[What is being asked]: Rewrite the material below with every "thickest" swapped for "widest", keeping everything else the same.

[Record excerpts]:
========
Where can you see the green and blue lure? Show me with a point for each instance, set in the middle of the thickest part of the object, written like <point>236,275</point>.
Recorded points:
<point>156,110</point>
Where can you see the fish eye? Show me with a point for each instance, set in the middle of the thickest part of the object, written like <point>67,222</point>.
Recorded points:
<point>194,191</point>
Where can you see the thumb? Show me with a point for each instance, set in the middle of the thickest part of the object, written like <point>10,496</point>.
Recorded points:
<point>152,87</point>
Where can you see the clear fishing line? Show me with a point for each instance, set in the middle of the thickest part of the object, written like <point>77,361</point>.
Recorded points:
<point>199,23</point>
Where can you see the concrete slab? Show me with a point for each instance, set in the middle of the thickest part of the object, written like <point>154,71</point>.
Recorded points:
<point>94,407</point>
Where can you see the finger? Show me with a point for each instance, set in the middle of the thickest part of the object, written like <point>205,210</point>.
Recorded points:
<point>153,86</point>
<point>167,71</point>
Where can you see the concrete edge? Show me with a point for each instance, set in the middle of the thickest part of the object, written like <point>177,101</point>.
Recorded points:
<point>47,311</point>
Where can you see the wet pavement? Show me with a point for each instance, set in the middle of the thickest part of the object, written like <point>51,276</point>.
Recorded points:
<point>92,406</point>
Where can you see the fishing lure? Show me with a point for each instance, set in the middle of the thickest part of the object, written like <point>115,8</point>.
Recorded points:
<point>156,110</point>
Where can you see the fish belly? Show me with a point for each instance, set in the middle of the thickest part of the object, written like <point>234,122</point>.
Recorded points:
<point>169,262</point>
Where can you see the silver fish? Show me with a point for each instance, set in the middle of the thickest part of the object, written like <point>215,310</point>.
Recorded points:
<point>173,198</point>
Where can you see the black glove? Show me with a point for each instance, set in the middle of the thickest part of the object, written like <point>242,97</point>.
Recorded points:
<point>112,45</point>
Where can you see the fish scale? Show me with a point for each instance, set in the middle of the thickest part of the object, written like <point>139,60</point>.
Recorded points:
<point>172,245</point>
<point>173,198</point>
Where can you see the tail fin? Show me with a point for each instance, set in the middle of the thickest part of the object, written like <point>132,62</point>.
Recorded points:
========
[Solution to this exercise]:
Where can you see the green and blue lure? Show me with a point for each instance, set in the middle of the widest part of the object, written like <point>236,275</point>.
Recorded points:
<point>156,110</point>
Where can you see the fish eye? Show me with a point for each instance, set in the middle of the widest part of the object, written like <point>67,222</point>.
Recorded points:
<point>194,191</point>
Where can you see the thumb? Show me with a point for each instance, set in the middle of the widest part of the object, written like <point>10,496</point>.
Recorded points:
<point>152,87</point>
Where can you see the clear fishing line? Show me with a point for each instance, set in the middle of the widest part of the object, written like <point>77,361</point>.
Recorded points:
<point>199,23</point>
Where can you see the concrete slab? Show me with a point for each instance, set in the middle of the widest part of the object, written like <point>154,71</point>.
Recorded points:
<point>94,407</point>
Where can you see the finger? Show me with a point for each instance, set in the middle of the widest part of the object, written like <point>205,210</point>.
Recorded points:
<point>153,86</point>
<point>167,71</point>
Where can you see the concrete edge? Show me with a point for each instance, set in the middle of the widest part of the object, written like <point>177,101</point>.
Recorded points:
<point>47,311</point>
Where can you see the wet pavement? Show me with a point for each instance, set in the middle of the widest part of the object, written like <point>51,276</point>.
Recorded points:
<point>92,406</point>
Where can you see the fishing lure? Show me with a point for each instance, set in the middle of the widest part of the object, written like <point>115,8</point>.
Recorded points:
<point>156,110</point>
Where can you see the fish belly? Show me with a point for each instance, set in the middle of the widest part of the object, written like <point>234,122</point>.
Recorded points:
<point>169,262</point>
Where can you see the silver fish? Show me with a point for each instance, set in the middle of the widest part of the object, written like <point>215,310</point>.
Recorded points:
<point>173,198</point>
Where can you see the black glove? Show me with a point for each instance, set in the middle of the widest part of the object, written like <point>242,97</point>.
Recorded points:
<point>112,45</point>
Where can you see the fish scale? Show me with a point for each instance, set in the middle of the widest part of the object, written like <point>139,60</point>.
Recorded points:
<point>172,245</point>
<point>173,198</point>
Where can you see the tail fin? Show me with a point for each instance, set in the middle of the widest part of the object, written like <point>132,62</point>.
Recorded points:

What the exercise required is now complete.